== Zitierter Textauszug ==
* * * * * * * * *

Jetzt stand zwar der Schienenweg nach Bozen und weiter nach Verona, aber von Bozen aus blieb der Westen zunächst unerschlossen. Südtirol setzte sich vehement für einen Weiterbau von Bozen über Meran nach Mals ein. Ab Mals plante man einen Anschluss an die Schweiz. Das deckte sich auch mit den Ideen mancher Schweizer Bahnbauer für eine internationale Bahnlinie, die über Bozen und Trient nach Venedig führen sollte. Andererseits sollte Landeck an der Arlbergbahn über den Reschenpass erreicht werden.

Die Wiener Zentralstellen lehnten aber eine umfassende Lösung ab und erlaubten nur den Bau einer Nebenbahn nach Meran (1881 eröffnet) und weiter nach Mals (1906 eröffnet). Die Reschenbahn ab Landeck wurde Ende des Ersten und Zweiten Weltkriegs begonnen, jedoch nie vollendet. Ein Anschluss an das Bahnnetz der Schweiz kam nicht zustande.

Im Ersten Weltkrieg wurde die Pustertalbahn das wichtigste Transportmittel für die in unmittelbarer Nähe verlaufende Dolomitenfront. 1918 fielen diese Bahnen an Italien. Zwischen 1943 und 1945 erlangte vor allem die Brennerlinie, aber auch die Pustertalbahn unter der späteren Bezeichnung „Brennerschlacht“ (Albrich) traurige Berühmtheit. Von 1946 bis 2013 konnte ein Korridorzug zwischen Lienz und Innsbruck über das Pustertal und die Brennerbahn geführt werden. Inzwischen betreibt das Land Südtirol einige Strecken selbst und sparte nicht an der Reaktivierung der Vinschgaubahn.

Die Giselabahn (Salzburg-Tiroler Bahn)

Am 1.8.1860 nahm die k.k. privilegierte Kaiserin Elisabeth-Bahn die Strecke Wien–Salzburg in Betrieb. Damit war Tirol über bayerisches Staatsgebiet erreichbar. Aber nach 1866 sah die Situation geopolitisch bedenklich aus. 1871 folgte die Gründung des Deutschen Reichs, dem eine innerösterreichische Bahnlinie folgen musste. Den Bau der Strecke von Salzburg über Bischofshofen, Zell am See nach Wörgl übernahm die k.k. privilegierte Kaiser Elisabeth-Bahn. Eröffnet am 6.8.1875, war eine um rund 150 Kilometer kürzere Konkurrenz zur Pustertalbahn entstanden. 1881 geriet die Bahngesellschaft in finanzielle Turbulenzen, und mit der Westbahn Wien–Salzburg fiel auch die Giselabahn an den Staat. Kurz vor Beginn des Ersten Weltkriegs wurde die Linie aus militärischen Erwägungen zweigleisig ausgebaut.

Die Arlbergbahn

Nunmehr trat der Staat wieder als Bahnbauer und -Betreiber auf. Zwischen 1881 und 1884 entstand die Arlbergbahn Innsbruck–Landeck–Bludenz. Der mehr als 10 Kilometer lange Arlberg Tunnel und Steigungen von über 30 Promille forderten Mensch und Technik. Das Zwischenstück Wörgl–Innsbruck verblieb aber bei der Südbahn-Gesellschaft bis 1.1.1924. Dann fielen alle heimischen Südbahn-Strecken an die Österreichischen Bundesbahnen.

* * * * * * * * *

== Aufgabe ==
Tippen Sie aus dem Auszug zur Tiroler Eisenbahngeschichte den Abschnitt von „Jetzt stand zwar“ bis einschließlich „Reschenpass erreicht werden.“ wortgetreu ab.

== Bereitgestelltes Material ==
* * * * * * * * *

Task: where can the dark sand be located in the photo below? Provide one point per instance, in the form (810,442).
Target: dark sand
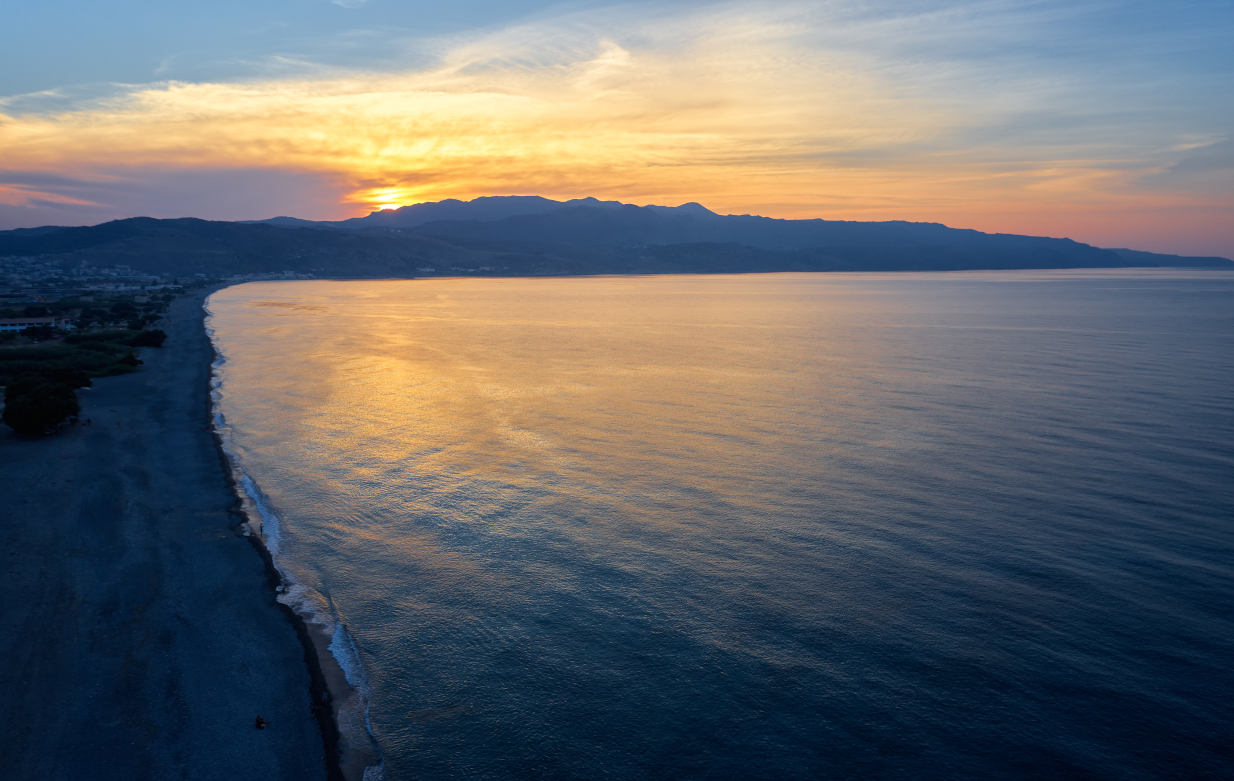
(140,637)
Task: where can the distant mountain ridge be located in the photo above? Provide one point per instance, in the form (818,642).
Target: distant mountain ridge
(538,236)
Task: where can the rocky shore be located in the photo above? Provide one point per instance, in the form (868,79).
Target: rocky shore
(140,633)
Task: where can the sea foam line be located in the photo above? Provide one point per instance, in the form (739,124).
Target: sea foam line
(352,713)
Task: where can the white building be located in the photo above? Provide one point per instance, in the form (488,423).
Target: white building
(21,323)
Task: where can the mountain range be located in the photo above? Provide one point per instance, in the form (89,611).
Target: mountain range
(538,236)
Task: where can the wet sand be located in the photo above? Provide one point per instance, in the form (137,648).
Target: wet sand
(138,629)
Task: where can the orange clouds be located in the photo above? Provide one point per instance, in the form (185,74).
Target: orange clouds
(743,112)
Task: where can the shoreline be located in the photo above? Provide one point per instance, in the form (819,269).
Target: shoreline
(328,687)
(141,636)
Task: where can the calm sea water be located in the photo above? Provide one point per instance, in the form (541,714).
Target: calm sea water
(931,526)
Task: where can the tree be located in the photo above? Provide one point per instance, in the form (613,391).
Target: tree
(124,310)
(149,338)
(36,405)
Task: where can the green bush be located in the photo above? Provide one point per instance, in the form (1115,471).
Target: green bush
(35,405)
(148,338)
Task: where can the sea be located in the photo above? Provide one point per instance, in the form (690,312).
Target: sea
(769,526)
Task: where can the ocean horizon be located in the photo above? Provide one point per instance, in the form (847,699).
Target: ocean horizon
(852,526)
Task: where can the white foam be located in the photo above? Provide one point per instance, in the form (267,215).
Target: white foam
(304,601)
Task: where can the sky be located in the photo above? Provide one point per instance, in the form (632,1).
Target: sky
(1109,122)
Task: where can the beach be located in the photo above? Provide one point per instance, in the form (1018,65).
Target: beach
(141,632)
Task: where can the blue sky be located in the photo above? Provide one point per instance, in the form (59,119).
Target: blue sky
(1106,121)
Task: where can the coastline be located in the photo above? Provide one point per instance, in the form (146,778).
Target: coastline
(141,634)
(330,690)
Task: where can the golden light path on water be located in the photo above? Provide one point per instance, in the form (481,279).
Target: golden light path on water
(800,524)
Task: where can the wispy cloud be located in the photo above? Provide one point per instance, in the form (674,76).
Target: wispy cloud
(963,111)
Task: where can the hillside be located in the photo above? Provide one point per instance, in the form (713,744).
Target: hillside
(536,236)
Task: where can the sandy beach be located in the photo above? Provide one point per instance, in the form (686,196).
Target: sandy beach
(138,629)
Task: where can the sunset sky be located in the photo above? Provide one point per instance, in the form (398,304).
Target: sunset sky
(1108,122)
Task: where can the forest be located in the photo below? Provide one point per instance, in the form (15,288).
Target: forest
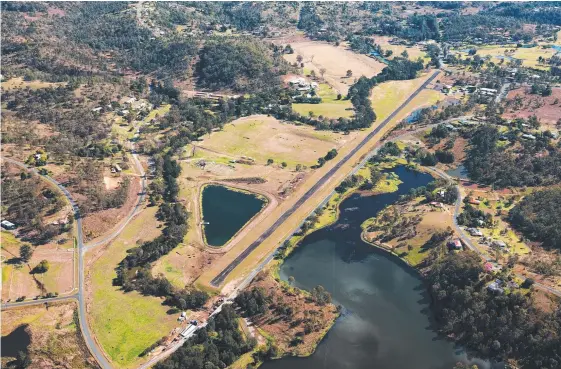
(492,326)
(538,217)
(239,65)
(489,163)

* * * * * * * * *

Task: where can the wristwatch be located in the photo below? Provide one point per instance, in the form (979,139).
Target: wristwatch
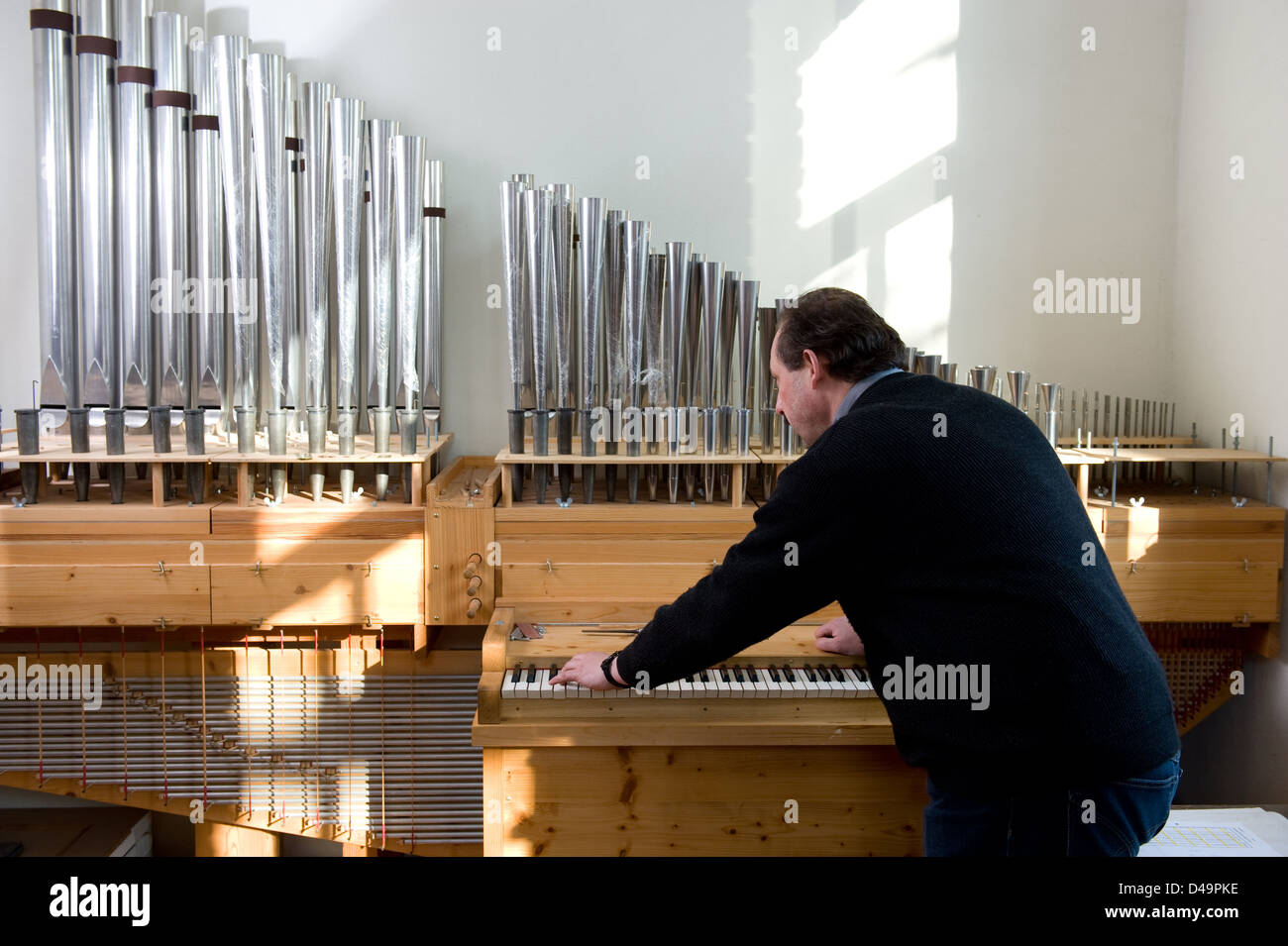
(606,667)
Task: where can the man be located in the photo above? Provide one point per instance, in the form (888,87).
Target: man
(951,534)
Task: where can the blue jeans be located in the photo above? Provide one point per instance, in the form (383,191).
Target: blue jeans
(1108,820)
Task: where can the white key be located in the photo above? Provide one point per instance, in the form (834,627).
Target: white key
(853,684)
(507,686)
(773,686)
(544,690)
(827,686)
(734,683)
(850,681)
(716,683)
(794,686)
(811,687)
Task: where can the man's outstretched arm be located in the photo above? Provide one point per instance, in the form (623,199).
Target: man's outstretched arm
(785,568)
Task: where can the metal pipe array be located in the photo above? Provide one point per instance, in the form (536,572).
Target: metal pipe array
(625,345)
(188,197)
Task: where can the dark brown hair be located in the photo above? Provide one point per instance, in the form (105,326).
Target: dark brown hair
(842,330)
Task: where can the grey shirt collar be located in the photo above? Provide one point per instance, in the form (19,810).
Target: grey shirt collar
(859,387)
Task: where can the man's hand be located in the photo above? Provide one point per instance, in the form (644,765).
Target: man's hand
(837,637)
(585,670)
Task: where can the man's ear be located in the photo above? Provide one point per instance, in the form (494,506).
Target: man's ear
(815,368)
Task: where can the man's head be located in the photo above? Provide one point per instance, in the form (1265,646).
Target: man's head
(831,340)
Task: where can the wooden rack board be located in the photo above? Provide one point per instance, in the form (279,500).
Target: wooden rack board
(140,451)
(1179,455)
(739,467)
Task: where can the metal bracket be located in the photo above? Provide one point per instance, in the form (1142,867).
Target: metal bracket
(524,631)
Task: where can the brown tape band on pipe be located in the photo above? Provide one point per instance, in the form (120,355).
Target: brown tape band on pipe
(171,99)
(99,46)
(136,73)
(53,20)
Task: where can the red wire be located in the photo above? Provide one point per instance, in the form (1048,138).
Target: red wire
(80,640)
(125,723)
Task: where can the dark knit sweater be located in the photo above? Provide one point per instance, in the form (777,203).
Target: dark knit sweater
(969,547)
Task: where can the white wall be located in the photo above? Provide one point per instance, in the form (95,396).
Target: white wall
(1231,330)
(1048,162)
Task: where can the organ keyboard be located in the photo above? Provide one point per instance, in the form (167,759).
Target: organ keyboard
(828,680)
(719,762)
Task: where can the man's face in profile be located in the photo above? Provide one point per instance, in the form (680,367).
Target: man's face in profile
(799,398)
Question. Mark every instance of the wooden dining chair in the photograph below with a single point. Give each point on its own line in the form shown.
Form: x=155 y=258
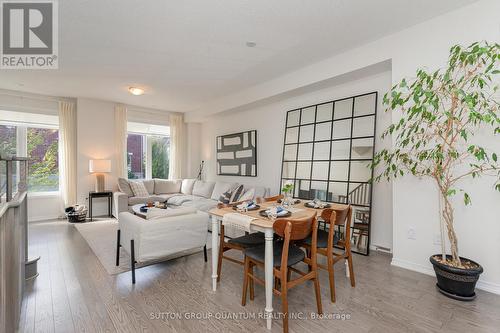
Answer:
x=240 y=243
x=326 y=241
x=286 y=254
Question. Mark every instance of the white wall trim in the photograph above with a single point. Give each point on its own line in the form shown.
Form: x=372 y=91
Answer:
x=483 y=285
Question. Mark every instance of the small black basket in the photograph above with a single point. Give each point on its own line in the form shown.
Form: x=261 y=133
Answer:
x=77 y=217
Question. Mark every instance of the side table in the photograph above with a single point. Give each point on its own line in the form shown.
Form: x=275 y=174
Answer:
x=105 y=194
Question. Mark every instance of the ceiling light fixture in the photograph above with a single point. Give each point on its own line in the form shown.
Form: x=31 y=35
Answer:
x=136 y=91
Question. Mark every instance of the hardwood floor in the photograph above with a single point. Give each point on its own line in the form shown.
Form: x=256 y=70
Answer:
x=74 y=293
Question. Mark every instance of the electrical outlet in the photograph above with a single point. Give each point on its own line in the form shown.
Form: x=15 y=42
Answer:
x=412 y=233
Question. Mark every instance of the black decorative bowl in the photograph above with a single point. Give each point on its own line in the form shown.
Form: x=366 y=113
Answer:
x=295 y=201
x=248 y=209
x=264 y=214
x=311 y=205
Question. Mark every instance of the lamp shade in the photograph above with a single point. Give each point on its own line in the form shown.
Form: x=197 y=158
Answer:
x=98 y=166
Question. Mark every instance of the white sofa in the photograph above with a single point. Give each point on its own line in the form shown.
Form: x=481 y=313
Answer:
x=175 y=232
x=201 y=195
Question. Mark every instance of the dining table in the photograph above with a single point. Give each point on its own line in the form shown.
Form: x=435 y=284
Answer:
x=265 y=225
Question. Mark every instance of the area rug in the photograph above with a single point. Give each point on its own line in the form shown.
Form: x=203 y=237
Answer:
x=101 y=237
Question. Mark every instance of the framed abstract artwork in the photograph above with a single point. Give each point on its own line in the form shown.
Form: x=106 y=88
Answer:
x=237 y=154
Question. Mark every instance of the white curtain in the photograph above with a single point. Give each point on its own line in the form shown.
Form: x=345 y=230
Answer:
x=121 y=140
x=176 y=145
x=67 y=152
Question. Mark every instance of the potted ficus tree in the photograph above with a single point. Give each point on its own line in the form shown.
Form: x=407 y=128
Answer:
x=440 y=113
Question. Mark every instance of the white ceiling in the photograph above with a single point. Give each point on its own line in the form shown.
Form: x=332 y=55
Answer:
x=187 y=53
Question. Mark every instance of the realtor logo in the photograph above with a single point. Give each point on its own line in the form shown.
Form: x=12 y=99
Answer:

* * * * * * * * *

== Antwortteil ==
Jetzt stand zwar der Schienenweg nach Bozen und weiter nach Verona, aber von Bozen aus blieb der Westen zunächst unerschlossen. Südtirol setzte sich vehement für einen Weiterbau von Bozen über Meran nach Mals ein. Ab Mals plante man einen Anschluss an die Schweiz. Das deckte sich auch mit den Ideen mancher Schweizer Bahnbauer für eine internationale Bahnlinie, die über Bozen und Trient nach Venedig führen sollte. Andererseits sollte Landeck an der Arlbergbahn über den Reschenpass erreicht werden.